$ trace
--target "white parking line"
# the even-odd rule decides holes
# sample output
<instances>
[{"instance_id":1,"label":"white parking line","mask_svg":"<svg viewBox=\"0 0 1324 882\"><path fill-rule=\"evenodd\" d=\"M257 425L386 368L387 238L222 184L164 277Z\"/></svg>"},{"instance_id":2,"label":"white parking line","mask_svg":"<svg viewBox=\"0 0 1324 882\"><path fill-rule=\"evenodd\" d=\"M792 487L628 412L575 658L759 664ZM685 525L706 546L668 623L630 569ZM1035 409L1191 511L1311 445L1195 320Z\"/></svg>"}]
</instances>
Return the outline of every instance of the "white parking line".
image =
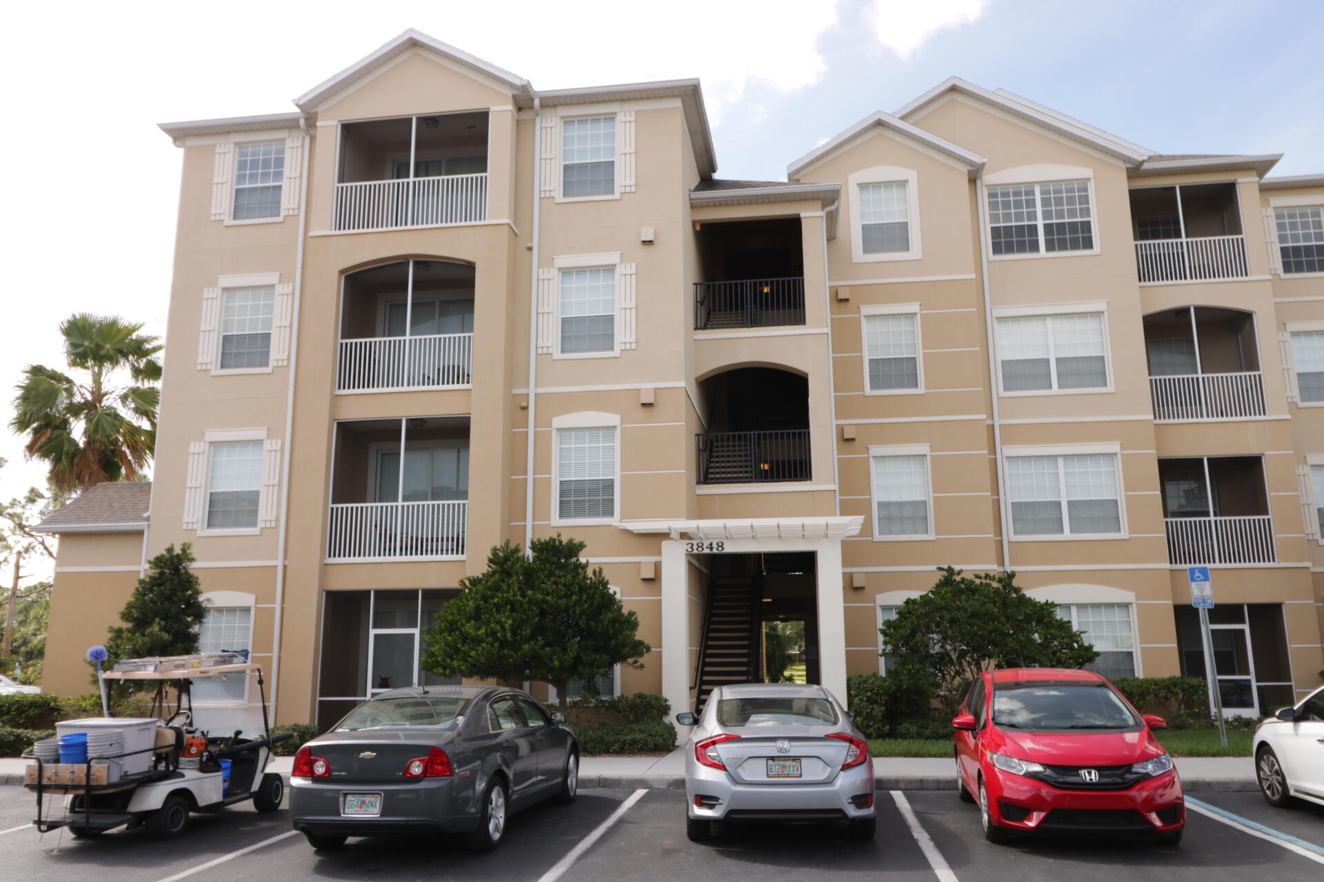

•••••

Exercise:
Rewrite these rows with "outline" replaced by "contour", changing nothing else, and omit the pictures from your answer.

Output of the task:
$ trace
--target "white parking line"
# the even-odd rule decides holes
# sample output
<instances>
[{"instance_id":1,"label":"white parking line","mask_svg":"<svg viewBox=\"0 0 1324 882\"><path fill-rule=\"evenodd\" d=\"M257 425L386 368L387 238L222 184L164 277Z\"/></svg>"},{"instance_id":2,"label":"white parking line","mask_svg":"<svg viewBox=\"0 0 1324 882\"><path fill-rule=\"evenodd\" d=\"M792 487L628 412L575 658L759 664ZM685 525L706 546L668 623L630 569ZM1035 409L1191 511L1311 445L1195 320Z\"/></svg>"}]
</instances>
Return the contour of every instance of the "white parking line".
image =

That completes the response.